TASK BRIEF: Lay out every line of the records below as a numbered list, skipping blank lines and omitting the pictures.

Entries from a point annotation set
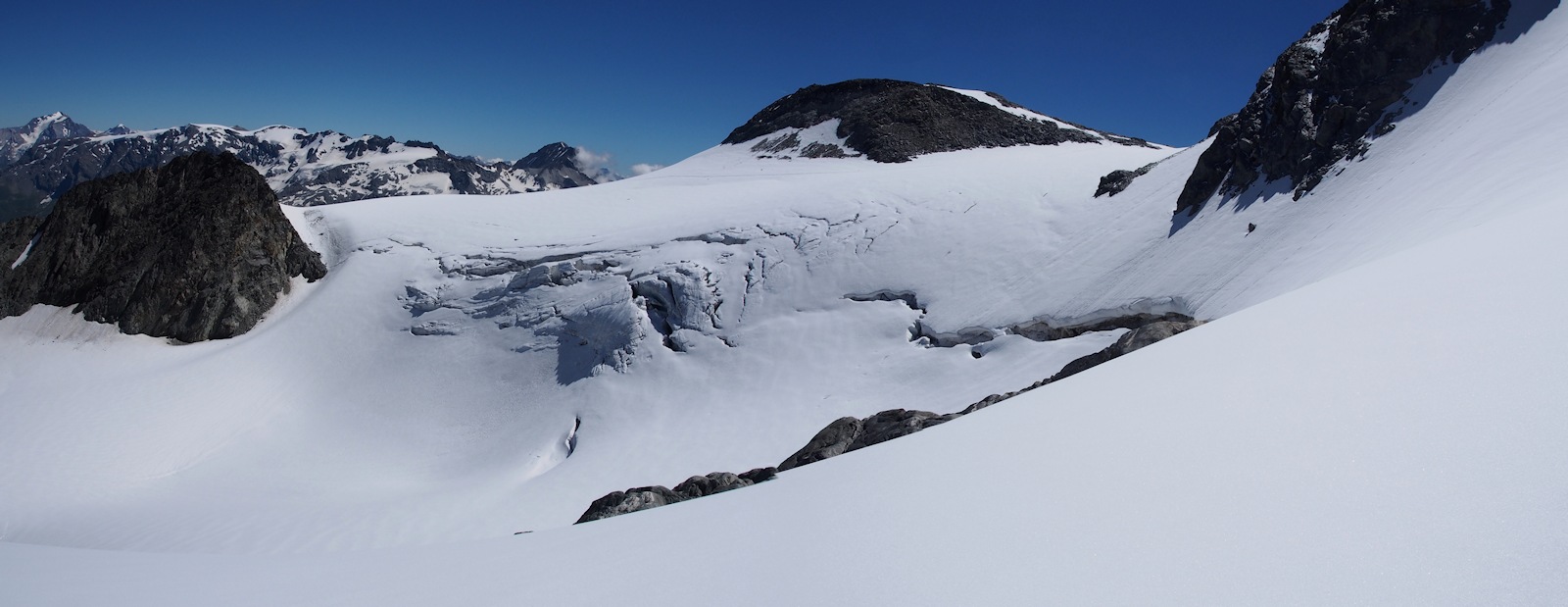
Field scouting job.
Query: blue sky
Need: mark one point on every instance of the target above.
(643, 81)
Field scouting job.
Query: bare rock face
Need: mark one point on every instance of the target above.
(647, 497)
(1327, 94)
(1136, 339)
(195, 250)
(851, 433)
(894, 121)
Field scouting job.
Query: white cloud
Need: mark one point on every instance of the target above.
(645, 168)
(592, 162)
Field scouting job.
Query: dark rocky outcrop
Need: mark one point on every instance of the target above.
(851, 433)
(1327, 94)
(16, 235)
(1118, 180)
(894, 121)
(196, 250)
(18, 140)
(647, 497)
(556, 167)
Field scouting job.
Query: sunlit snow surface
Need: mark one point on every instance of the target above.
(1376, 416)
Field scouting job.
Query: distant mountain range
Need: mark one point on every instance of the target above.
(51, 154)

SOLVED PROBLEM:
1. Field scouting job.
2. Query: blue sky
3. Need: mark one point on every instance of the target above.
4. (643, 81)
5. Field scouting job.
6. Query: bare rock face
7. Need: mark one point on every instance of the target above.
8. (647, 497)
9. (1327, 94)
10. (1136, 339)
11. (195, 250)
12. (851, 433)
13. (894, 121)
14. Field scouting job.
15. Query: white cloud
16. Need: mark one point on every instance of the target above.
17. (645, 168)
18. (592, 162)
19. Field scouting job.
20. Query: dark rocky outcrop
21. Need: mark one point on every instance of the target above.
22. (851, 433)
23. (1327, 94)
24. (16, 235)
25. (1118, 180)
26. (894, 121)
27. (196, 250)
28. (18, 140)
29. (647, 497)
30. (556, 167)
31. Field scouting job.
32. Query: sunlit snow surface
33. Need: mark one point on every instance of the target above.
34. (1376, 416)
35. Field scouting job.
36. Query: distant mountain range
37. Need: mark one point on every instance of the target above.
38. (51, 154)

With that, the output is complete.